* [Excerpted text]:
[<prev] [next>] [<thread-prev] [thread-next>] [day] [month] [year] [list]
Message-ID: <20121115095020.GH9676@otc-wbsnb-06>
Date: Thu, 15 Nov 2012 11:50:20 +0200
From: "Kirill A. Shutemov" <kirill.shutemov@...ux.intel.com>
To: David Rientjes <rientjes@...gle.com>
Cc: Andrew Morton <akpm@...ux-foundation.org>,
Andrea Arcangeli <aarcange@...hat.com>, linux-mm@...ck.org,
Andi Kleen <ak@...ux.intel.com>,
"H. Peter Anvin" <hpa@...ux.intel.com>,
linux-kernel@...r.kernel.org,
"Kirill A. Shutemov" <kirill@...temov.name>
Subject: Re: [PATCH v5 10/11] thp: implement refcounting for huge zero page
On Wed, Nov 14, 2012 at 03:40:37PM -0800, David Rientjes wrote:
> On Wed, 7 Nov 2012, Kirill A. Shutemov wrote:
>
> > From: "Kirill A. Shutemov" <kirill.shutemov@...ux.intel.com>
> >
> > H. Peter Anvin doesn't like huge zero page which sticks in memory forever
> > after the first allocation. Here's implementation of lockless refcounting
> > for huge zero page.

* [Data excerpt]:

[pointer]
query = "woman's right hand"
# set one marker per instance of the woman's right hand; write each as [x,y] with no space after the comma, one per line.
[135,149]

* [List of tasks]:
(1) In the email, who dislikes a huge zero page that stays in memory forever after the first allocation?
(2) Summarize the email in two sentences.

* [Problem solutions]:
(1) H. Peter Anvin

(2) The email, dated November 15, 2012, is Kirill A. Shutemov's reply to David Rientjes on a patch titled "thp: implement refcounting for huge zero page." The quoted patch text says H. Peter Anvin dislikes a huge zero page that sticks in memory forever after the first allocation, and it offers an implementation of lockless refcounting for that page.